Exercise requirements |
What you return must match the data below exactly, minus any pictures.

***** Records for the exercise *****

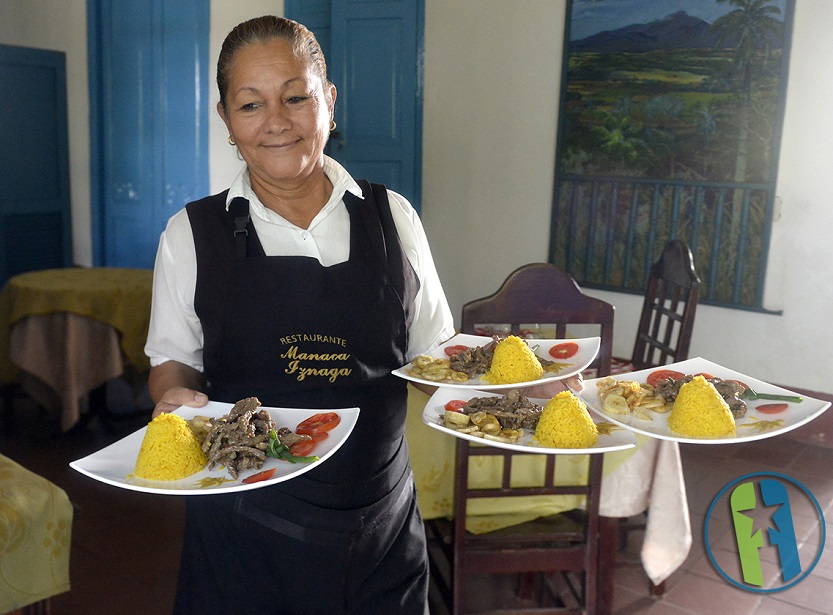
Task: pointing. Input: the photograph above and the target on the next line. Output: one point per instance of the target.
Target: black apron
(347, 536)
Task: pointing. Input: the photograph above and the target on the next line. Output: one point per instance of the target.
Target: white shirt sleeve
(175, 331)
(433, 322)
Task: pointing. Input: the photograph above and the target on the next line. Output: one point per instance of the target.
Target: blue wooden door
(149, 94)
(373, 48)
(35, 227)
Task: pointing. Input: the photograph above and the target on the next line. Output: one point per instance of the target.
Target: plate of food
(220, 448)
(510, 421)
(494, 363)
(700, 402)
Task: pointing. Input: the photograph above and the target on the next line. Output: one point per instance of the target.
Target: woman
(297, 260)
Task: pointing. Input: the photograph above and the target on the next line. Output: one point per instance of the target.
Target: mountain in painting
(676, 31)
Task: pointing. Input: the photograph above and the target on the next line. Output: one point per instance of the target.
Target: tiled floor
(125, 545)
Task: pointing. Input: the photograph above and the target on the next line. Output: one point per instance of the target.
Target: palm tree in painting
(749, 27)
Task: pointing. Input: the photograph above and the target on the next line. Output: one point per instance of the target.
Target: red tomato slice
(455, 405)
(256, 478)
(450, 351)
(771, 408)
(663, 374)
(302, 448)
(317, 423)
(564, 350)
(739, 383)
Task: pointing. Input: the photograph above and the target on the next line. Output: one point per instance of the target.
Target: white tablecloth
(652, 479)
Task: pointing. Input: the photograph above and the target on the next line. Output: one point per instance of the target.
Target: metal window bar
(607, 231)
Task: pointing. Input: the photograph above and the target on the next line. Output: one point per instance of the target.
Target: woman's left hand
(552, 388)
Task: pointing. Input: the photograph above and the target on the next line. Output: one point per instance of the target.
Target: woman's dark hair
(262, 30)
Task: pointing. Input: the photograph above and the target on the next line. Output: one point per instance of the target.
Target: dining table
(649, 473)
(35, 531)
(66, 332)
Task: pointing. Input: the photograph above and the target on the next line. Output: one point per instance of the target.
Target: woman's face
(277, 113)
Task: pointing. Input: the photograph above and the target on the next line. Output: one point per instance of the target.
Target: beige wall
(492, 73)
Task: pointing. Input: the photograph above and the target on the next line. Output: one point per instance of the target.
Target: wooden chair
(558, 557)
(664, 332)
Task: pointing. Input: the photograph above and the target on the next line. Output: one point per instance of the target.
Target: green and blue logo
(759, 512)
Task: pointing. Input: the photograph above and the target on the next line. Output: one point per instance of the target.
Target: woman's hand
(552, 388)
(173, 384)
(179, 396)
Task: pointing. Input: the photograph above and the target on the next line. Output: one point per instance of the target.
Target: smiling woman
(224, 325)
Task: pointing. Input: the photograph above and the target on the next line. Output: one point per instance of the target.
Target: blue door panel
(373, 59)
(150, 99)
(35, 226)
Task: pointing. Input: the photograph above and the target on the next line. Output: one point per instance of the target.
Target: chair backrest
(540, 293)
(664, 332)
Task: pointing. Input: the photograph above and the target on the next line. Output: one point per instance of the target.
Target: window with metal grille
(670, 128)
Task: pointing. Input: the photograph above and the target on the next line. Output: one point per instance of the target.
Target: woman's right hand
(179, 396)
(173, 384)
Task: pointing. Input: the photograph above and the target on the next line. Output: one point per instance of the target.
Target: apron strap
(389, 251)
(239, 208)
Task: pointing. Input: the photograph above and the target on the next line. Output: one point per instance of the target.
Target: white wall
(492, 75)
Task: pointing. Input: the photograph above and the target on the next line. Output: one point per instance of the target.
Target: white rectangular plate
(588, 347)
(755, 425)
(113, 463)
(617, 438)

*****

Response to the exercise |
Task: pointing. Input: the photograph above and the target on the next line. Output: one point per instance of the target.
Target: black apron
(347, 536)
Task: pointing. Input: the photograph above and the target on the next line. Output: one point per instance of the target.
Target: white shirt sleeve
(175, 331)
(433, 322)
Task: pointing. Input: the photograph above and the target on the next line. Output: one point per instance of the target.
Target: blue wooden door
(149, 94)
(373, 48)
(35, 227)
Task: pointing. Input: the photograph above and the target on the next line. Output: one point per instance of the target.
Target: plate of food
(220, 448)
(510, 421)
(494, 363)
(700, 402)
Task: pointing. Input: the photograph above and the target on the next line. Output: one point per instance of the target.
Target: woman
(297, 260)
Task: pointing. Input: the photograph above and the target on the next line. Output: one point per instance of the target.
Target: mountain in painting
(676, 31)
Task: pointing. Input: the photograph above and the target on the next line. Output: one point per instance of the target.
Target: tiled floor
(125, 545)
Task: pointing. Input: the photograph above and the target on the next line. Output: one point per instance of the target.
Target: palm tree in painting
(749, 27)
Task: pointing. Input: the photograph above and the target on the next line. Output: one point per instance of the target.
Target: red tomato slice
(455, 405)
(256, 478)
(450, 351)
(771, 408)
(663, 374)
(302, 448)
(317, 423)
(564, 350)
(739, 383)
Task: pointing. Input: the photograph above and the target on the next line. Output: one point per instance of the target.
Target: white tablecloth
(652, 479)
Task: pointing. Input: the photograph above and the target on the next line. Output: one point per instance of the target.
Target: metal window bar
(607, 231)
Task: pointing. Input: the photograph above and the target on the next line. Output: one point per instance of the target.
Target: woman's left hand
(552, 388)
Task: pointing. Input: the photograph above and the target on the next line. Output: one point per instance of the target.
Target: woman's dark hair
(262, 30)
Task: pointing. Input: the photograph above and the target on the next line. Output: one point per instance of the target.
Target: dining table
(649, 473)
(35, 531)
(66, 332)
Task: pointing. Input: the photograph above and the target on the next line. Output: one point per instance of the target.
Target: woman's face
(277, 113)
Task: pointing. Input: the photograph above and the target on the next line. Output: one point per instance of the target.
Target: beige wall
(492, 73)
Task: pointing. Input: the photograph above and the target on the next line. Output: one point per instance of the target.
Target: wooden chair
(558, 557)
(664, 332)
Task: pointing. Input: the photograph above and the target on the next line. Output: one point per instance of the target.
Target: green and blue logo
(759, 512)
Task: pointing. Input: the photograph above and the target on the next line. Output: one point per instance of the target.
Target: woman's hand
(552, 388)
(173, 384)
(179, 396)
Task: pointing. Input: the photograph above and the target on the next line. Output: one point per instance of the target.
Target: smiling woman
(224, 325)
Task: pointing. Input: the photograph above and the target on the next line. Output: one point per instance of the target.
Target: blue door panel
(373, 59)
(150, 99)
(35, 226)
Task: pointing. Input: the photograph above and the target on the next line. Output: one point per instance of the target.
Target: chair backrest
(540, 293)
(664, 332)
Task: pointing. Input: the photograph above and the target on the next line. Output: one point per instance of the target.
Target: window with metal grille
(670, 128)
Task: pointing. Input: the photograph above and the target on the next line. Output: one point per instance of the target.
Target: woman's right hand
(179, 396)
(173, 384)
Task: pointing. Input: the photograph above and the target on the next line. Output: one point per instance of the target.
Target: apron strap
(389, 251)
(239, 208)
Task: pointing. Input: the photograph above and the target on the next line. Output: one point per instance of the target.
Target: white wall
(492, 75)
Task: pointing. Input: the photograph above and the target on the next line. Output: one point per instance of the target.
Target: white rectangular plate
(588, 347)
(755, 425)
(113, 463)
(617, 438)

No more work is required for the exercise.